Source excerpt:
-- Start --
In the GLSL several kind of variables can be defined.

Variables defined as “varying” will be shared between the vertex and the corresponding fragment shader, and will be interpolated between vertices. They are set in the vertex shader and read in the fragment shader, note how they are they declared on both shaders.

“uniform” variables are shared between all the shaders, like a global variable.

“attribute” variables are provided from the javascript side and change per vertex.

“attribute” and “uniform” variables are passed from the javascript side in the following way:

So let’s play a little bit with the, for example we can add some noise to our plain color texture.


// add attribute for the noise in each vertex 
var attributes = {
  noise: {
    type: 'f', // a float
    value: [] // an empty array
  }
};

// add a uniform for the fog
var uniforms = {
  fog: {
    type: 'f', // a float
    value: 0
  }
};

// load them in the shader material

// create the final material
var shaderMaterial =
    new THREE.MeshShaderMaterial({
      uniforms:       uniforms,
      attributes:     attributes,
	  vertexShader:   vertexShader,
	  fragmentShader: fragmentShader
    });


Consequently we need to update the shaders to take into account these new variables.
-- End --
[Records from an annotation dataset]
-- Start --
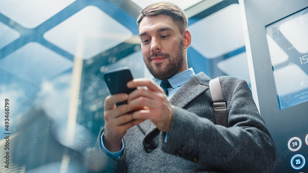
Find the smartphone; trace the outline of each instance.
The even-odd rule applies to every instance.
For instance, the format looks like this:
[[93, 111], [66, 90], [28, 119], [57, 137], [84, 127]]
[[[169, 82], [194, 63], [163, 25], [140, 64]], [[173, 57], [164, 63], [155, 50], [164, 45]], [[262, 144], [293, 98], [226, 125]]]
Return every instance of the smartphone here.
[[[111, 71], [104, 74], [104, 79], [111, 95], [119, 93], [129, 94], [136, 88], [128, 88], [126, 84], [134, 79], [128, 67], [125, 67]], [[126, 101], [116, 104], [117, 106], [126, 104]]]

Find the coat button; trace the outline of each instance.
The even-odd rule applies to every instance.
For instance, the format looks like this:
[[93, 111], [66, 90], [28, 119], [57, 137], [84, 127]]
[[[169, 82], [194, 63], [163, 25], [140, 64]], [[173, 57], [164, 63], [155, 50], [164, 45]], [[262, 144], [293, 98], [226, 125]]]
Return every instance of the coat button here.
[[144, 146], [145, 151], [148, 152], [150, 152], [153, 151], [153, 146], [151, 144], [147, 144]]

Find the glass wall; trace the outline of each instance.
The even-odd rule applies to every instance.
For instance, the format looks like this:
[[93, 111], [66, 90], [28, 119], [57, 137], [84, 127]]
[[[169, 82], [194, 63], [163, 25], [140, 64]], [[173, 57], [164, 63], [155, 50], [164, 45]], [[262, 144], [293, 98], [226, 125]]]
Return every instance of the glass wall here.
-- End --
Can you copy the excerpt on GLSL variables from "In the GLSL" to "a global variable."?

The answer:
In the GLSL several kind of variables can be defined.

Variables defined as “varying” will be shared between the vertex and the corresponding fragment shader, and will be interpolated between vertices. They are set in the vertex shader and read in the fragment shader, note how they are they declared on both shaders.

“uniform” variables are shared between all the shaders, like a global variable.